### YOUR ASSIGNMENT
Reproduce the closing part of the entries exactly: the line with "In this exercise you will indicate the headset headband" and all lines after it, ending with the last line, and nothing else.

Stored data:

"""

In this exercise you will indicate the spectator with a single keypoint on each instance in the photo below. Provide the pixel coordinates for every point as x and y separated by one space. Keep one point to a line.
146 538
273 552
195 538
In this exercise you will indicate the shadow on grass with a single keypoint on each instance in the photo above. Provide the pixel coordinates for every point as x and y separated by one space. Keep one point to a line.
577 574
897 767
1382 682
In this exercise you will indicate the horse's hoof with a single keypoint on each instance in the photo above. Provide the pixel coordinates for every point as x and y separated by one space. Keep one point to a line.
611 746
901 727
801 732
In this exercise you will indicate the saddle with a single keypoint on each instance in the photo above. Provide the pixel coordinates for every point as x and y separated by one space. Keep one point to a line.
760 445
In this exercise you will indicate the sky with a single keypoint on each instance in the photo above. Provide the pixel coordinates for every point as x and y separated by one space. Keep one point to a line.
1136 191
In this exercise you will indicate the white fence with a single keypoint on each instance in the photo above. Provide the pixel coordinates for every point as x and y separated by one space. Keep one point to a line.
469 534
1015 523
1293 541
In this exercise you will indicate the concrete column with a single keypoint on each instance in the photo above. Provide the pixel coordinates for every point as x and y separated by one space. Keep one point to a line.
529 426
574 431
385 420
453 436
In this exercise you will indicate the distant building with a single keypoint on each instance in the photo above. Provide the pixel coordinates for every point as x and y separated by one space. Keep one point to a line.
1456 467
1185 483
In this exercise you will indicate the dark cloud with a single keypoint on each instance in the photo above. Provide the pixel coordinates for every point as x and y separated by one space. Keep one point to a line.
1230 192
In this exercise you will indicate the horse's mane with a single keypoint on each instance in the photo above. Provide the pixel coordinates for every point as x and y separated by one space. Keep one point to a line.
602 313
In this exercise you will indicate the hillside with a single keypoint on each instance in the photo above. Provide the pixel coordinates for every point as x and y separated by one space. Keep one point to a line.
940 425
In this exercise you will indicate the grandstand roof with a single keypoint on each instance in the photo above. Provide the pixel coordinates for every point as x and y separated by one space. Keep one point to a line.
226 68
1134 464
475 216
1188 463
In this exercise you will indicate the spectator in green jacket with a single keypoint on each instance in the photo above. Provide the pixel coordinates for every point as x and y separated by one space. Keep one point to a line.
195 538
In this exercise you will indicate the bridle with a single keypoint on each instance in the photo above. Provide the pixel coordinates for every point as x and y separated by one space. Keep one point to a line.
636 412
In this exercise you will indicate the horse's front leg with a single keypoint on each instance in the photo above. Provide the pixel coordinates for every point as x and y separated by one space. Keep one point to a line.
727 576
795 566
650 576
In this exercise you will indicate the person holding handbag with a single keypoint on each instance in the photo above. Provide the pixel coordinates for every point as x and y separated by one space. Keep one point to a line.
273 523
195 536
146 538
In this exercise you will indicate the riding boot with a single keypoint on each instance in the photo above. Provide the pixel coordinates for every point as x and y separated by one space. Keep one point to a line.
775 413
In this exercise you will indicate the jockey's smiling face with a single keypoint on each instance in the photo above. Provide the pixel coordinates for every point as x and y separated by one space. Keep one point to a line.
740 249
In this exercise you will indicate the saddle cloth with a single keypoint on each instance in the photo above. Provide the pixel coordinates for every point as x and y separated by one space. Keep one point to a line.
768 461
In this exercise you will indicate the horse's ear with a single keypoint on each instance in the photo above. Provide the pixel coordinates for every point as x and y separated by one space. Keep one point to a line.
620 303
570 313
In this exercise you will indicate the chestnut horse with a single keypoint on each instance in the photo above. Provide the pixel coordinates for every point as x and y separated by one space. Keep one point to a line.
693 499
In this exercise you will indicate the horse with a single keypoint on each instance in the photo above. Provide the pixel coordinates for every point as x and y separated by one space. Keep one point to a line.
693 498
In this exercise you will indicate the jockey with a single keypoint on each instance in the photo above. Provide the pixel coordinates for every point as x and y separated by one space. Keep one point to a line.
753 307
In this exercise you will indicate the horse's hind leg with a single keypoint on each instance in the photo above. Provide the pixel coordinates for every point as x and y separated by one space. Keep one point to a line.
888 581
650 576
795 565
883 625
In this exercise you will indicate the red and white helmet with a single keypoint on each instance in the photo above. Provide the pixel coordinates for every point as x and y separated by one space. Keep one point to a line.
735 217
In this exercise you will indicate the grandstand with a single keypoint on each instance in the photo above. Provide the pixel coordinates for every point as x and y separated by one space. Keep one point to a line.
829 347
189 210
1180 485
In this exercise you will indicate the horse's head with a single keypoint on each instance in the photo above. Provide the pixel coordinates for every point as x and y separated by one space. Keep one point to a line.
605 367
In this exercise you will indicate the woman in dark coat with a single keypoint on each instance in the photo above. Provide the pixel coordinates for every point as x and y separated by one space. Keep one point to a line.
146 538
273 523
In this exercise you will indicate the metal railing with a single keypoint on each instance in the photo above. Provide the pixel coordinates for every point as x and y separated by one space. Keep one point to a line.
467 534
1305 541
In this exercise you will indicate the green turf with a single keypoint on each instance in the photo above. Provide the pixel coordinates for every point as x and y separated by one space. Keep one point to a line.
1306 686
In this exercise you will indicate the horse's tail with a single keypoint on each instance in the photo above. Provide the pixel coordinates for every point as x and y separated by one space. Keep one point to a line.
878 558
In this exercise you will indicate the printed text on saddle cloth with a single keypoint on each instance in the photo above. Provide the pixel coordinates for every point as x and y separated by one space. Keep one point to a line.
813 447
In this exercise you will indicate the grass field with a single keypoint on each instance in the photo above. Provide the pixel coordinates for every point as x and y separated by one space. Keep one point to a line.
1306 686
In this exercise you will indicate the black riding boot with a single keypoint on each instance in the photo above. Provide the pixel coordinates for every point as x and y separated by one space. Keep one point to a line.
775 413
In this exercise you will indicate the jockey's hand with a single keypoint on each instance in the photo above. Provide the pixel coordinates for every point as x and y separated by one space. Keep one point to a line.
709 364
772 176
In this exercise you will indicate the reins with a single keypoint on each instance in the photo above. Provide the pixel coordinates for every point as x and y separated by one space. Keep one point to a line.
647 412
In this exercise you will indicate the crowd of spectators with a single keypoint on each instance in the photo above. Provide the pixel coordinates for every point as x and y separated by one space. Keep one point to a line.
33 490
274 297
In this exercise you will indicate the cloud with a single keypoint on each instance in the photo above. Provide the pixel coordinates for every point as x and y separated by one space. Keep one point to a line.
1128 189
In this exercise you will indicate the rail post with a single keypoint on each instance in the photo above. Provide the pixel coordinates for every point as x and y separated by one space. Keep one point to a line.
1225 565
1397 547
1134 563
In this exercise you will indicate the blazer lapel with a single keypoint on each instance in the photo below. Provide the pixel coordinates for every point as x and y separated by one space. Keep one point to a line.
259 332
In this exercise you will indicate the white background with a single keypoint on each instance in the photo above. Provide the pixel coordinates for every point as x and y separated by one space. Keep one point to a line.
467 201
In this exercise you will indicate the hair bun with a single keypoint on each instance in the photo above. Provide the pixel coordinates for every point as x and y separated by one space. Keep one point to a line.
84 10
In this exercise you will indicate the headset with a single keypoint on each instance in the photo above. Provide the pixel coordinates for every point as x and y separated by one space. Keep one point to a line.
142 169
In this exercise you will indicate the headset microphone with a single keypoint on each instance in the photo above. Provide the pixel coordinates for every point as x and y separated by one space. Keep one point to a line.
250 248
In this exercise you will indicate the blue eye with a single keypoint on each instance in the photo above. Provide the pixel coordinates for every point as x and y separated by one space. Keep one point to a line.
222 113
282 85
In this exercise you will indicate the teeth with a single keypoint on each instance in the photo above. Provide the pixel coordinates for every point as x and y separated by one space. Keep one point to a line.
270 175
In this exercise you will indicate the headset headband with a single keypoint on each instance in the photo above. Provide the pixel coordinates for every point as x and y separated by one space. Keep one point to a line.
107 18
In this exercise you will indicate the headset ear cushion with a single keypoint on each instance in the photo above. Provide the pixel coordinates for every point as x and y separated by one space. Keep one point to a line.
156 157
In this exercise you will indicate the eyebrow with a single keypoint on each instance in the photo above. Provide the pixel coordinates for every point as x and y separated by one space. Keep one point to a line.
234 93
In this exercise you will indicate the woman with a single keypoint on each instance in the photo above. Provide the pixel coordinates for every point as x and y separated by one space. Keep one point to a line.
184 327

"""

### SOLUTION FOR THIS EXERCISE
In this exercise you will indicate the headset headband with a single keypoint on each instance in the photo above. Provide the pixel coordinates for every point as x and y separated by one space. Keep one point to a line.
107 18
In this exercise you will indicate the headset ear cushion with a single keypoint on each instance in the photo above. Provide the pixel coordinates for every point as x and y separated by one space. Keep one point to a line.
156 157
In this exercise you will indicate the eyebrow with a single keypoint on each instance in the photo above. Provide the pixel coordinates for every point as x and y separated by one space. Keep one point to a line.
234 93
In this exercise you will indicate the woman with a single keypoint on each instance in the photo above. Provide the pixel coordinates for every point as x and y separated by one space. Keep one point to a line.
184 327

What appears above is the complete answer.